* _Task_
Collect every line of the raw records below that contains the string "hair". Matching is case-sensitive.
---------- Source records ----------
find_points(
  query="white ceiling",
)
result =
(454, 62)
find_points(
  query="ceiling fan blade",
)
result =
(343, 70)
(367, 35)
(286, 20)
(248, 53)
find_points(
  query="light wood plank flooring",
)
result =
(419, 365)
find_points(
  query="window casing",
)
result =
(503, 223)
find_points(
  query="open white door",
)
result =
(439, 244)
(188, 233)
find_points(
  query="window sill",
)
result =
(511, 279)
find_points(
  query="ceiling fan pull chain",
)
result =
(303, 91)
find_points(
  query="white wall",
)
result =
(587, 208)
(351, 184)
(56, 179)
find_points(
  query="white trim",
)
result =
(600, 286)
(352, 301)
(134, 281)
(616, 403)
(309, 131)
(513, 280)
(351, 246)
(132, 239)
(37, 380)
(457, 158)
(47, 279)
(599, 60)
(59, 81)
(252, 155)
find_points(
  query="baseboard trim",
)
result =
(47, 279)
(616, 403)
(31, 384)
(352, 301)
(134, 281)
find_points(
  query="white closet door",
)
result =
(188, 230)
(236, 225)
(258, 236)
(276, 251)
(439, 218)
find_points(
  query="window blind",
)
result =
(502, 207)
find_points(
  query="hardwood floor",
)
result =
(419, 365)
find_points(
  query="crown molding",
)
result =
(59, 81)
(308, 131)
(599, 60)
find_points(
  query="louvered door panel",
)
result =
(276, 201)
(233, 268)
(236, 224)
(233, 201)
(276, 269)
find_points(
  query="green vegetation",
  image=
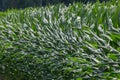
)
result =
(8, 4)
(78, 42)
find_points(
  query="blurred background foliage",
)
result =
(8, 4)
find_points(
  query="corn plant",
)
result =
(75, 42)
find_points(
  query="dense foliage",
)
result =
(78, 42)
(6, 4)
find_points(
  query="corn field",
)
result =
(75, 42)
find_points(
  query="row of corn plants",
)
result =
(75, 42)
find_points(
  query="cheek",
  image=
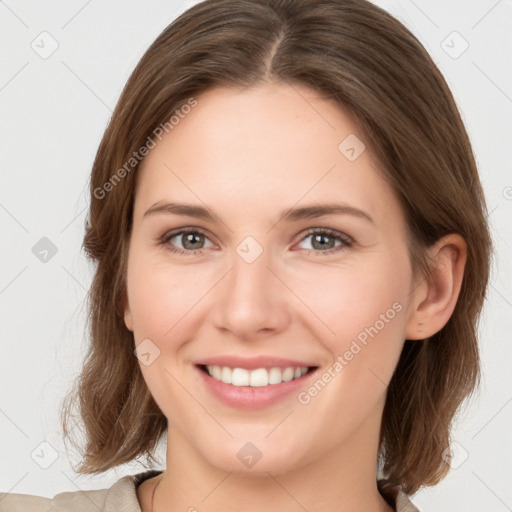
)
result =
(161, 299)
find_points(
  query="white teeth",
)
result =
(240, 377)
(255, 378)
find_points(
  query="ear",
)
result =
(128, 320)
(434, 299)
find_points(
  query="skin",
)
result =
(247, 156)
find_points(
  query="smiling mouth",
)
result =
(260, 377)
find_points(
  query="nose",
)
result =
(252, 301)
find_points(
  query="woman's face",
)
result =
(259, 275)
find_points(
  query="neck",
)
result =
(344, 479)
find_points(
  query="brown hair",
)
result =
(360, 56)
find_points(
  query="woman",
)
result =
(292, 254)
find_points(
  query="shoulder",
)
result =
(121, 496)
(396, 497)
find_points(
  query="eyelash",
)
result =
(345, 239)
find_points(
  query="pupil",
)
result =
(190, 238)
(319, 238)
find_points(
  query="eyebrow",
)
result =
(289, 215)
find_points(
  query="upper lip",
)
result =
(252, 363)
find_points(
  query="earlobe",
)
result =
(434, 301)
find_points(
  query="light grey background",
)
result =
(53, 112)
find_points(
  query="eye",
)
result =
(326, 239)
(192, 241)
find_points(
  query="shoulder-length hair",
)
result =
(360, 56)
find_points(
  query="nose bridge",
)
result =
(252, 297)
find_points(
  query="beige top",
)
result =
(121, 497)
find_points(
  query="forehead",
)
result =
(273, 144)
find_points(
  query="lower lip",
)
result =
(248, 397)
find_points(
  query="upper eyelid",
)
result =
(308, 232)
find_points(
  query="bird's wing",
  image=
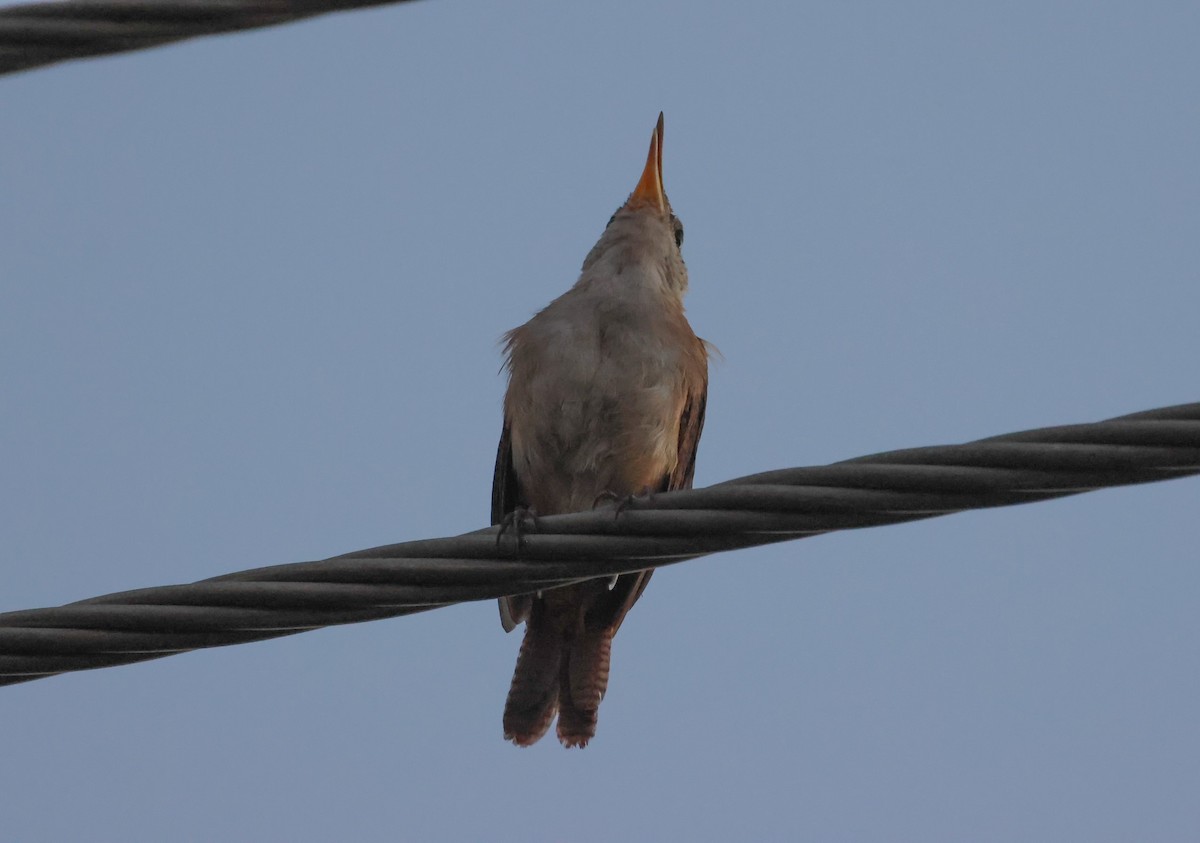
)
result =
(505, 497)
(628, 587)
----------
---------- Source records ----------
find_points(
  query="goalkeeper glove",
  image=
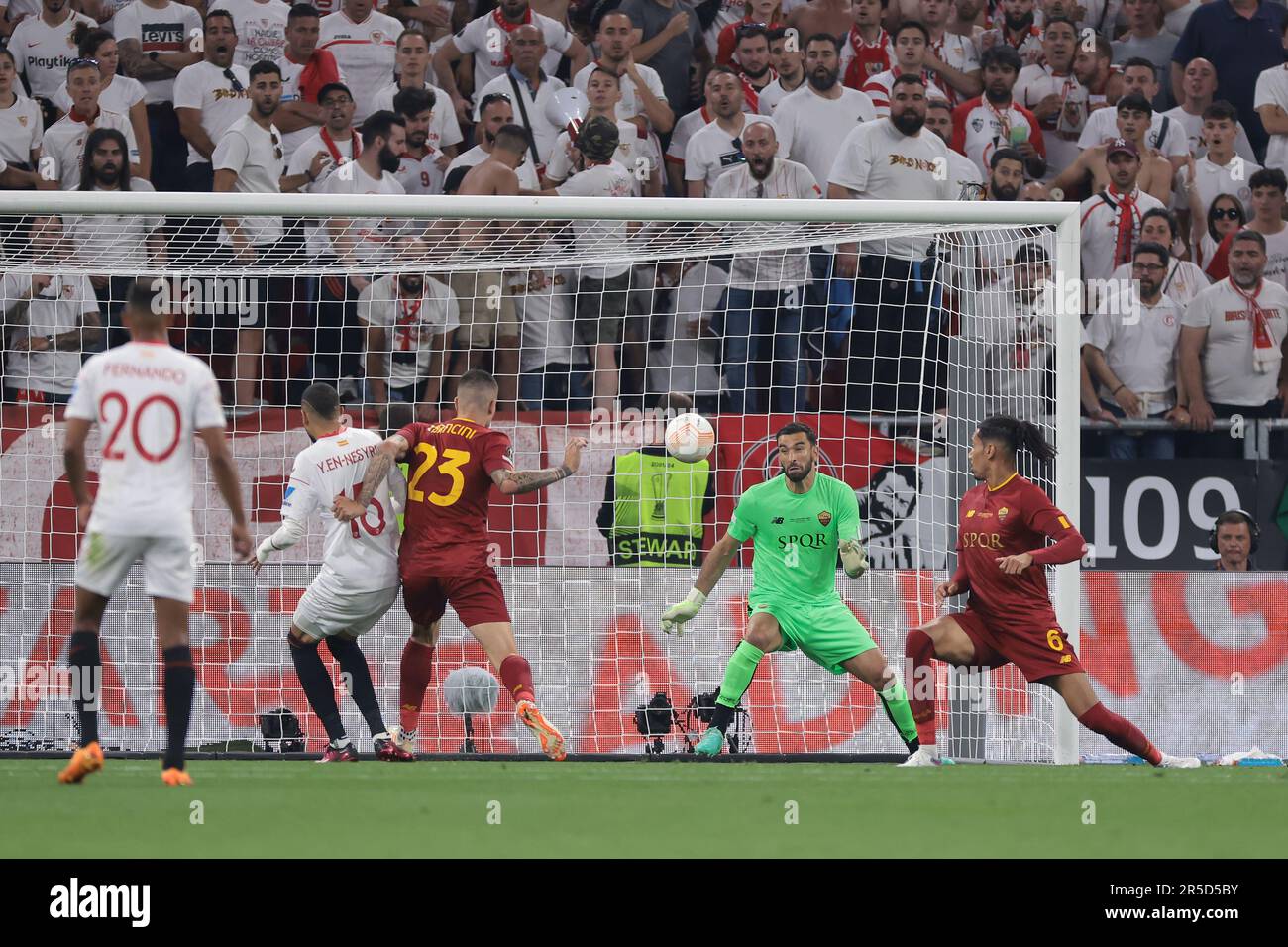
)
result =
----------
* _Solved problem_
  query="brown hair",
  query="shoulder-length hair",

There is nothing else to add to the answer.